* TASK STATEMENT
Each line below needs to be duplicated without alteration.

===== DATA FOR PROCESSING =====

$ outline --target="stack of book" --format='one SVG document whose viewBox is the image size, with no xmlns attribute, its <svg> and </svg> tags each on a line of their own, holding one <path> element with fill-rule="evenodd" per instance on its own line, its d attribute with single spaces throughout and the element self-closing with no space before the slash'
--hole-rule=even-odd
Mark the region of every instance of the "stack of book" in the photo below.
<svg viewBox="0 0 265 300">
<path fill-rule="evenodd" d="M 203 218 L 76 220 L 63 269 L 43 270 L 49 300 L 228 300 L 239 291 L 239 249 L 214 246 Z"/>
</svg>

=====

* EXPECTED ANSWER
$ outline --target="stack of book" --format='one SVG document whose viewBox is the image size, with no xmlns attribute, its <svg> and </svg> tags each on a line of their own, holding one <path> element with fill-rule="evenodd" per instance on its own line, its d attribute with single spaces throughout and the element self-closing with no space before the slash'
--hole-rule=even-odd
Mark the region of every instance of the "stack of book" in the photo below.
<svg viewBox="0 0 265 300">
<path fill-rule="evenodd" d="M 203 218 L 76 220 L 63 269 L 43 270 L 49 300 L 228 300 L 239 291 L 239 249 L 214 246 Z"/>
</svg>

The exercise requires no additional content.